__文档节选__.
================

同理,检验团队情绪氛围的中介效应。由表5可知,团队层面上的职场排斥行为对团队效能(M2,β=-0.195,p<0.001)和团队情绪氛围(β=-0.111,p<0.001)都有显著影响,团队情绪氛围与团队效能(β=0.144,p<0.001)也显著相关。在加入中介变量团队情绪氛围之后,职场排斥行为对团队效能的影响系数变小,显著性变弱(M3,β=-0.128,p<0.01),且团队情绪氛围对团队效能(β=0.187,p<0.001)具有显著的正向影响。因此,团队情绪氛围在职场排斥行为与团队效能之间起着部分中介的作用,假设8得到支持。
5、团队情绪氛围的跨层次调节效应分析
五、结论与讨论
1、研究结论
本研究采用领导—团队成员配对研究样本和HLM等技术验证了职场排斥行为在个体层次和团队层次上的影响。研究结果表明:(1)职场排斥行为在个体层次上负向影响员工积极组织行为,并且组织自尊在其中起着部分中介的作用。这一结论表明,组织行为形成的动力机制符合情绪事件理论的框架,遵循“事件—情感—态度行为”的典型路径,同时反映了情绪和心理因素在职场排斥行为与个体行为反应关系中的重要作用;(2)在团队层次上,职场排斥行为在团队情绪氛围的中介作用下负向影响团队效能。这一结论证实了情绪的感染机制,并验证了职场排斥行为对于团队效能的负面作用,从而反映了职场排斥在个体层次和团队层次上都具有显著的负向影响作用;(3)团队层次变量团队情绪氛围在职场排斥行为与员工积极组织行为之间存在跨层次的调节效应,即当受到职场排斥的员工处于较高的团队情绪范围之中,其积极组织行为受到排斥的负面影响程度较小;(4)在职场排斥影响下的个体层次变量员工积极组织行为对团队效能有着跨层次的正向影响作用。

================

__练习数据__.
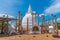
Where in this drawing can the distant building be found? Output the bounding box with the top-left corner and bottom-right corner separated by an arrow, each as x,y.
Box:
22,5 -> 38,33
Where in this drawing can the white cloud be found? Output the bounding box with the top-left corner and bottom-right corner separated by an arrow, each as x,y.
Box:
44,0 -> 60,14
0,14 -> 14,18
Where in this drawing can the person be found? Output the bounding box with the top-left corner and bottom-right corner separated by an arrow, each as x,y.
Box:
49,25 -> 53,33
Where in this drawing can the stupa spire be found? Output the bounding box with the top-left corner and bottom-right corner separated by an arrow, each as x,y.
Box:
28,4 -> 32,13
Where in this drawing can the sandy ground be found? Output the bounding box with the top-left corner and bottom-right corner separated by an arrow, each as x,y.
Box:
0,34 -> 60,40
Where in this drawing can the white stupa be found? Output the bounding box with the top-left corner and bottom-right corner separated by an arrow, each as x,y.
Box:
22,5 -> 38,33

================

__操作任务__.
**A)** 打印职场排斥研究节选中的一段原文,从“同理,检验团队情绪氛围的中介”开始,到“中介的作用,假设8得到支持。”结束,一字不改。
**B)** 把上面的全部记录逐行原样输出,图片不要放进答案里。

__各题解答__.
**A)**
同理,检验团队情绪氛围的中介效应。由表5可知,团队层面上的职场排斥行为对团队效能(M2,β=-0.195,p<0.001)和团队情绪氛围(β=-0.111,p<0.001)都有显著影响,团队情绪氛围与团队效能(β=0.144,p<0.001)也显著相关。在加入中介变量团队情绪氛围之后,职场排斥行为对团队效能的影响系数变小,显著性变弱(M3,β=-0.128,p<0.01),且团队情绪氛围对团队效能(β=0.187,p<0.001)具有显著的正向影响。因此,团队情绪氛围在职场排斥行为与团队效能之间起着部分中介的作用,假设8得到支持。

**B)**
Where in this drawing can the distant building be found? Output the bounding box with the top-left corner and bottom-right corner separated by an arrow, each as x,y.
Box:
22,5 -> 38,33
Where in this drawing can the white cloud be found? Output the bounding box with the top-left corner and bottom-right corner separated by an arrow, each as x,y.
Box:
44,0 -> 60,14
0,14 -> 14,18
Where in this drawing can the person be found? Output the bounding box with the top-left corner and bottom-right corner separated by an arrow, each as x,y.
Box:
49,25 -> 53,33
Where in this drawing can the stupa spire be found? Output the bounding box with the top-left corner and bottom-right corner separated by an arrow, each as x,y.
Box:
28,4 -> 32,13
Where in this drawing can the sandy ground be found? Output the bounding box with the top-left corner and bottom-right corner separated by an arrow, each as x,y.
Box:
0,34 -> 60,40
Where in this drawing can the white stupa be found? Output the bounding box with the top-left corner and bottom-right corner separated by an arrow, each as x,y.
Box:
22,5 -> 38,33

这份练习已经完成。